*** MATERIAL FOR THIS TASK ***
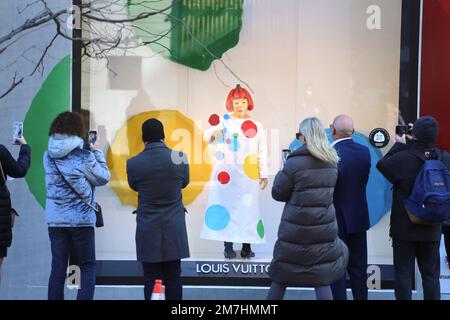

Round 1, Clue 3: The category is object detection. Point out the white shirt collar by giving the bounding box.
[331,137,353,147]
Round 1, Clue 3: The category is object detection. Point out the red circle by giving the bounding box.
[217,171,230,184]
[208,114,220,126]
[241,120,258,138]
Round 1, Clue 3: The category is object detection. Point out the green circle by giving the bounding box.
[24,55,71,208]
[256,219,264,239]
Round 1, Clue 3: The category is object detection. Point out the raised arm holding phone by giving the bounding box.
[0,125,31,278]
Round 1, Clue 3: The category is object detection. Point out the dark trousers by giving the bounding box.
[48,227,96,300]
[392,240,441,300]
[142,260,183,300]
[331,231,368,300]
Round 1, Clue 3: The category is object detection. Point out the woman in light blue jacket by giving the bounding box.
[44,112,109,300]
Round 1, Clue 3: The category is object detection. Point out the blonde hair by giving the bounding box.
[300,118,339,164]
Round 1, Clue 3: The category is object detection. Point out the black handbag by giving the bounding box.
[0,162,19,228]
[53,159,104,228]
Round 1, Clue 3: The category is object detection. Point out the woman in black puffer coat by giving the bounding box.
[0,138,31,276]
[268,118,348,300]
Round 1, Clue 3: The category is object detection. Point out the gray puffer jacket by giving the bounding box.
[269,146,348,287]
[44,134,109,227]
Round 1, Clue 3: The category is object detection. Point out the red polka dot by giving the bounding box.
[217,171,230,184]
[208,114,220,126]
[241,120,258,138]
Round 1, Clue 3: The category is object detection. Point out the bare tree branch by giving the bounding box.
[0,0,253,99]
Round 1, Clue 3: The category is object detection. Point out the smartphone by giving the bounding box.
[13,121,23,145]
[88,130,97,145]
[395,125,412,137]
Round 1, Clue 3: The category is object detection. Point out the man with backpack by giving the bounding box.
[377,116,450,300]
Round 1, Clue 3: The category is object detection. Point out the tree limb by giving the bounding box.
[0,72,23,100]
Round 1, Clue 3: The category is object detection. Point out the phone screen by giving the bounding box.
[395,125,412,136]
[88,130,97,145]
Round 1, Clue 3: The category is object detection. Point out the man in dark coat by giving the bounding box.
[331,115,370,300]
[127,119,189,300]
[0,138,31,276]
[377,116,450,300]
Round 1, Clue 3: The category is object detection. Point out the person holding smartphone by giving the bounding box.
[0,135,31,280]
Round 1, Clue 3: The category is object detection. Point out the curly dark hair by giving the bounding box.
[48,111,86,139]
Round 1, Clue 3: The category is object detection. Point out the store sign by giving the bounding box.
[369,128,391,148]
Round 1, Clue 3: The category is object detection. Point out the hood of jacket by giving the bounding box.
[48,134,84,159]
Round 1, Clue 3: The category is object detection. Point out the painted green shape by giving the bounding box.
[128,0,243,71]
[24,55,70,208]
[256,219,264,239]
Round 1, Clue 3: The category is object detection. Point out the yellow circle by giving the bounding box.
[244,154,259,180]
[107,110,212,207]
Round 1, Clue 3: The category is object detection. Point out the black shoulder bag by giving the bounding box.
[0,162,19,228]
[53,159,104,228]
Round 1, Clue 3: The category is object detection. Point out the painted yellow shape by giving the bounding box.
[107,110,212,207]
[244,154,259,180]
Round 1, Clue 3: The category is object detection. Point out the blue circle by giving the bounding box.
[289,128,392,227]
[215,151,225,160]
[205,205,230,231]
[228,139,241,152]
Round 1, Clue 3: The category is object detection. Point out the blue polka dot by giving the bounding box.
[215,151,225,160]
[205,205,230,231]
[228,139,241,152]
***
*** MATERIAL FOR THIS TASK ***
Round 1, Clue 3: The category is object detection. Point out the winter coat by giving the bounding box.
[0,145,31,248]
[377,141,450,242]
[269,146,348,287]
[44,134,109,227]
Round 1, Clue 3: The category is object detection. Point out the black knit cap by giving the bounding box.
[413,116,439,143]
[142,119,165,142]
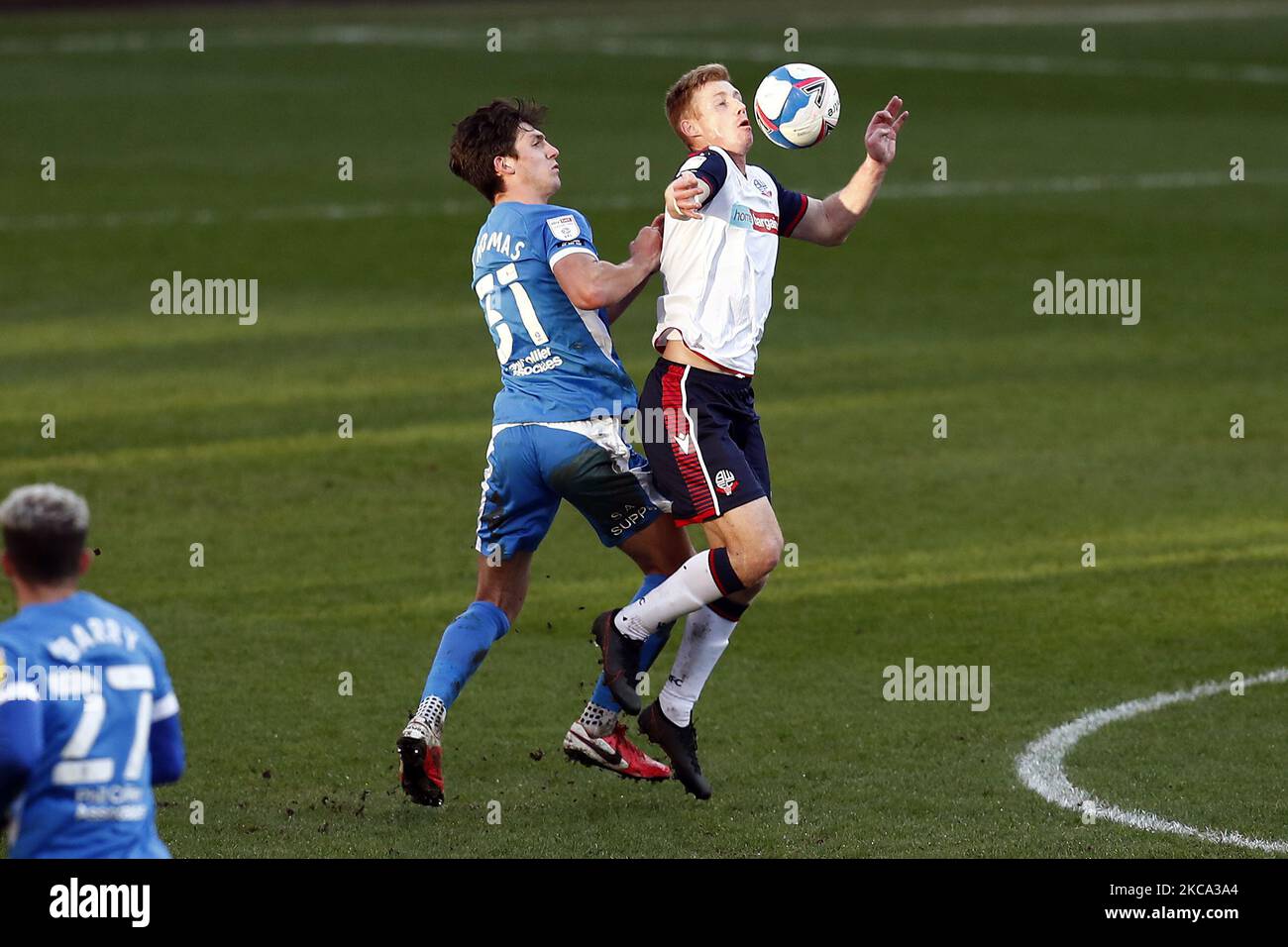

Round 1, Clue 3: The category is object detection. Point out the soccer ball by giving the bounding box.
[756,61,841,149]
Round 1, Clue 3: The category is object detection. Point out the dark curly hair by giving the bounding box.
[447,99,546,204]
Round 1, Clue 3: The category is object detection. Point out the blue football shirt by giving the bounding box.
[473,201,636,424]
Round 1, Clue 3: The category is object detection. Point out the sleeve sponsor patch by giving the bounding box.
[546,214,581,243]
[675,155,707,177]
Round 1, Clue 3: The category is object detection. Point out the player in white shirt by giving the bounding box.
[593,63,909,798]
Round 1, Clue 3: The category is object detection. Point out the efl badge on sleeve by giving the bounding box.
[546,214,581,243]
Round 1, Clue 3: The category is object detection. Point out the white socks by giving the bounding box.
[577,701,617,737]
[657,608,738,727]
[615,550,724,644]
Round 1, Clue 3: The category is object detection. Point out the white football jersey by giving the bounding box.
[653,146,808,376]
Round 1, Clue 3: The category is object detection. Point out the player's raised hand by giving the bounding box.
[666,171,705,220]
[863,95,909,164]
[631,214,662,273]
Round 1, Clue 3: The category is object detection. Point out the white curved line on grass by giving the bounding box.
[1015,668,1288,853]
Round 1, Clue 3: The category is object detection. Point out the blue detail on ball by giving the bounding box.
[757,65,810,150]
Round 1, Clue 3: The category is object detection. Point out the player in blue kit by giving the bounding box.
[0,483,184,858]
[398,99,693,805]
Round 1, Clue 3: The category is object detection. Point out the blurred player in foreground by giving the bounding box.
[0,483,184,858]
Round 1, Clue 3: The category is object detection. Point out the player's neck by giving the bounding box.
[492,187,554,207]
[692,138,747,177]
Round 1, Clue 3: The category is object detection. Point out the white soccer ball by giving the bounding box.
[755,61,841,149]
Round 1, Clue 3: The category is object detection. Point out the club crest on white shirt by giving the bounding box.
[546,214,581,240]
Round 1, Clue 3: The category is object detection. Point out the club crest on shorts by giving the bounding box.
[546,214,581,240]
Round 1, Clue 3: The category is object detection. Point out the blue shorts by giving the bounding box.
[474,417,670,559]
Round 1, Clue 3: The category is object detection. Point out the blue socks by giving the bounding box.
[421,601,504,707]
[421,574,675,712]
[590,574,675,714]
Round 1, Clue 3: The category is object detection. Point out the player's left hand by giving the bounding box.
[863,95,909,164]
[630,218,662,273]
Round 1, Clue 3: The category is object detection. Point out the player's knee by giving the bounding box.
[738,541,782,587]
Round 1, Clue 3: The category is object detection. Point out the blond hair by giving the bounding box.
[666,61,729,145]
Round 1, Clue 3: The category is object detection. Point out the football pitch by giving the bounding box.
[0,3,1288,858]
***
*** MATERIAL FOR THIS TASK ***
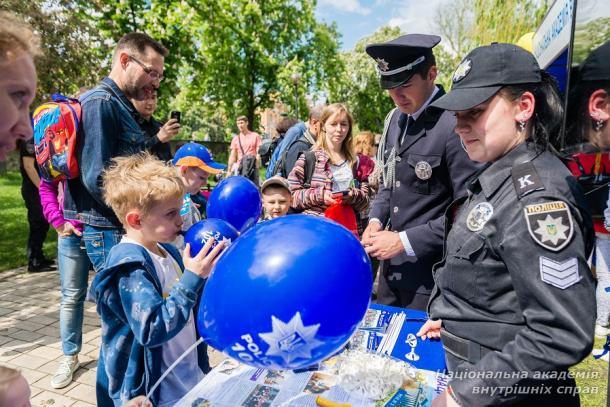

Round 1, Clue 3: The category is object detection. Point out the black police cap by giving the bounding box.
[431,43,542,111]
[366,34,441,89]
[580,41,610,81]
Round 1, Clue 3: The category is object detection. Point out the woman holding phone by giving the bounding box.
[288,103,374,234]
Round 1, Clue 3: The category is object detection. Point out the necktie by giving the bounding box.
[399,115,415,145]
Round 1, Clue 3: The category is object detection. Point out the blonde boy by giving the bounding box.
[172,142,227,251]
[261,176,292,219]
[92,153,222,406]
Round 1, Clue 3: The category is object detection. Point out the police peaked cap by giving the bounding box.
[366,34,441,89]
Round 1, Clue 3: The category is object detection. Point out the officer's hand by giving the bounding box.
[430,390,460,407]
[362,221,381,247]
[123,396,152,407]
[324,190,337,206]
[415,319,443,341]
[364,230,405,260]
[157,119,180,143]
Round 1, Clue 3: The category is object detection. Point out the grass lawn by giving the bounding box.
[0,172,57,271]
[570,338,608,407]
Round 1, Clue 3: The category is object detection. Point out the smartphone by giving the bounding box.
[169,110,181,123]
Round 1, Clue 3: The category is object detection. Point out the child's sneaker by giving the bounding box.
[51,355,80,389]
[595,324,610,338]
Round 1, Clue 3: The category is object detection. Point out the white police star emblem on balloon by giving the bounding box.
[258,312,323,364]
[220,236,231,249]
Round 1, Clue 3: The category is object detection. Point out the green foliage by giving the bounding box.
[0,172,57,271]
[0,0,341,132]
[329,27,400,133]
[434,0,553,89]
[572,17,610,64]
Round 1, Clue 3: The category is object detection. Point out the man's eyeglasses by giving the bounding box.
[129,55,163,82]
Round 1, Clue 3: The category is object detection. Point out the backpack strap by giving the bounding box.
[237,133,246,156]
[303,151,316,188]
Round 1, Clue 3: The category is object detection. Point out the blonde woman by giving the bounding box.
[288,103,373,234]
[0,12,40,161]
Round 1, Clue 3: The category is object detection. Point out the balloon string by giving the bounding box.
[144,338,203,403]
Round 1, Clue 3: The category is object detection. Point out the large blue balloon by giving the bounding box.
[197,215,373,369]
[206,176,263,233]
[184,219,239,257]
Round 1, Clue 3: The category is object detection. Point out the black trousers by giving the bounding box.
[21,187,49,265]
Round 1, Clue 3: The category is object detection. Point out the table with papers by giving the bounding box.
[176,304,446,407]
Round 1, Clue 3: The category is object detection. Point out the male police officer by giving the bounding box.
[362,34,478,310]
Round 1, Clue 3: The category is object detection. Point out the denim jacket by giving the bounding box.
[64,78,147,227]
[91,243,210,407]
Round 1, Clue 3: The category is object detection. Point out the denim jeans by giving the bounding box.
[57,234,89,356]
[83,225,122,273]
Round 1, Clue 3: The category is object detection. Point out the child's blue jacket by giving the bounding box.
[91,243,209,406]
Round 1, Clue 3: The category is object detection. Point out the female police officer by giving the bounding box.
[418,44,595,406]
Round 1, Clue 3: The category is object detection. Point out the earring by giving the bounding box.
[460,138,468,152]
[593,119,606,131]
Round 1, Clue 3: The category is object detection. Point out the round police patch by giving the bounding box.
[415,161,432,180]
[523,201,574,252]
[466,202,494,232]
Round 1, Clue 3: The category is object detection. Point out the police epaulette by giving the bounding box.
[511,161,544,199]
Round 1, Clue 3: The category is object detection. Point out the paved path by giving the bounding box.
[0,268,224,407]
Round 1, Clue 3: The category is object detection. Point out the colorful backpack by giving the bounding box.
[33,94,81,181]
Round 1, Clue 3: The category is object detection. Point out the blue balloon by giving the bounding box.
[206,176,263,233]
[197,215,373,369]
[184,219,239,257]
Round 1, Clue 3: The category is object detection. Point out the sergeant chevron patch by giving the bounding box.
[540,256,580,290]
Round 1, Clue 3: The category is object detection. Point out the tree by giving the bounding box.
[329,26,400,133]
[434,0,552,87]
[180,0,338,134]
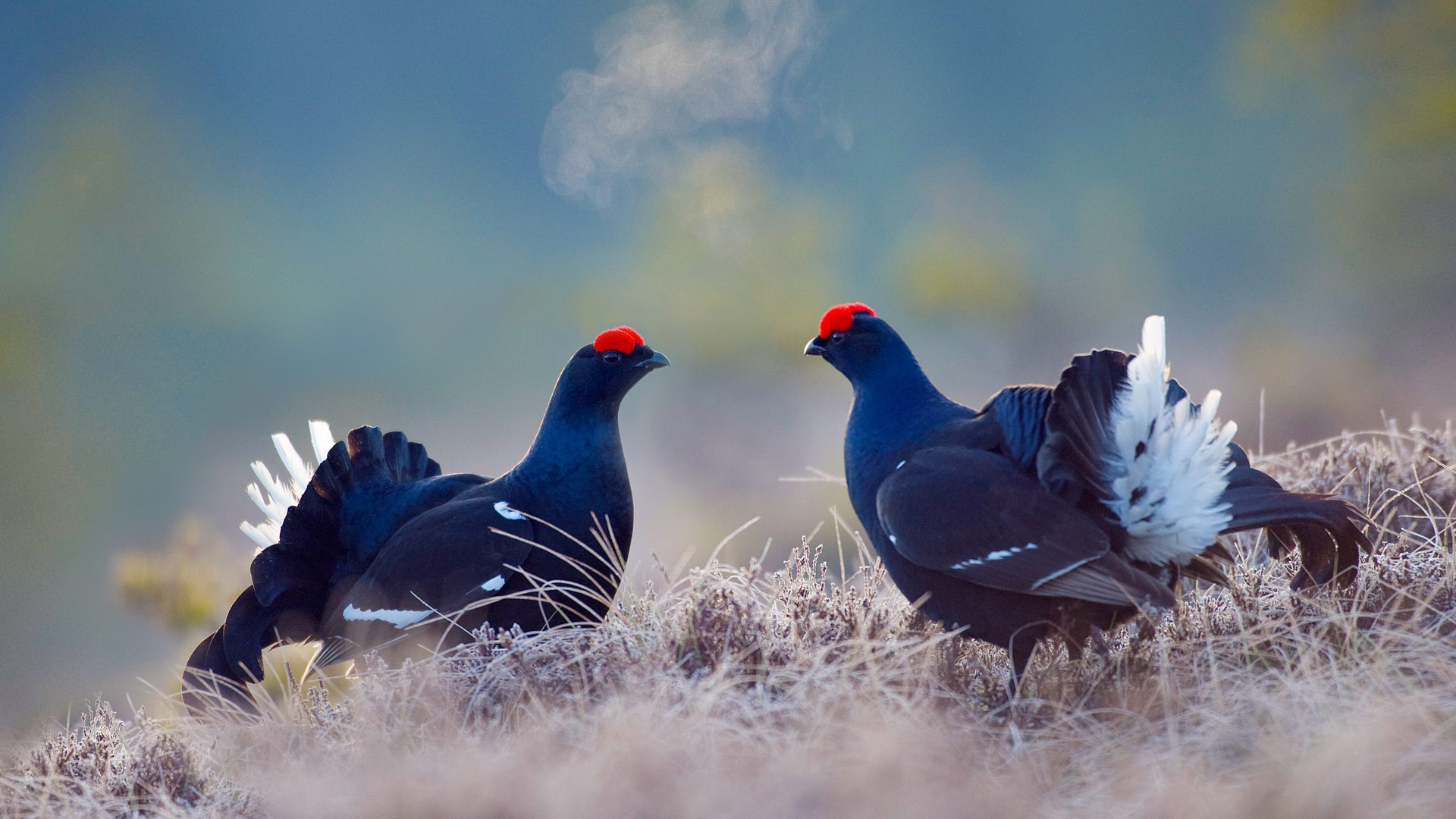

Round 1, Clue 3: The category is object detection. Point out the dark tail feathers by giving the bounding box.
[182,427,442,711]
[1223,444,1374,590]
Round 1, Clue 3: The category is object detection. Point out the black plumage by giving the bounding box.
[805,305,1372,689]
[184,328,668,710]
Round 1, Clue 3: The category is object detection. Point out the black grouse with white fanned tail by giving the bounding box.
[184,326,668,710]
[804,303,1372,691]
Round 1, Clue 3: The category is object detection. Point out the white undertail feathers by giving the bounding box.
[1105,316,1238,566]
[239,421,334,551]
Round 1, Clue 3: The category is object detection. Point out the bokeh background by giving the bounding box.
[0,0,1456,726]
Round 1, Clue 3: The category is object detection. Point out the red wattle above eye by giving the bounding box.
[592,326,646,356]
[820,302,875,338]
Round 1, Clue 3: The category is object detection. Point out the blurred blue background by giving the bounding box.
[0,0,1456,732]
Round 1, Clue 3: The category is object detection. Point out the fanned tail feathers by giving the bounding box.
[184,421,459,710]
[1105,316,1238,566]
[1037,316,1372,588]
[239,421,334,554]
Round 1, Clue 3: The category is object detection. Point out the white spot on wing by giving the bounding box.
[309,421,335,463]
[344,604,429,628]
***
= WRITTEN EXERCISE =
Rewrite the lines starting at the one containing "blond hair by giving the bounding box." and ending after the one containing "[666,61,729,145]", changing "blond hair" to "fair hair" and keeping everything else the same.

= RESPONSE FOR THIS EXERCISE =
Round 1, Clue 3: The category is object detection. Point out the fair hair by giving the bounding box.
[666,61,729,145]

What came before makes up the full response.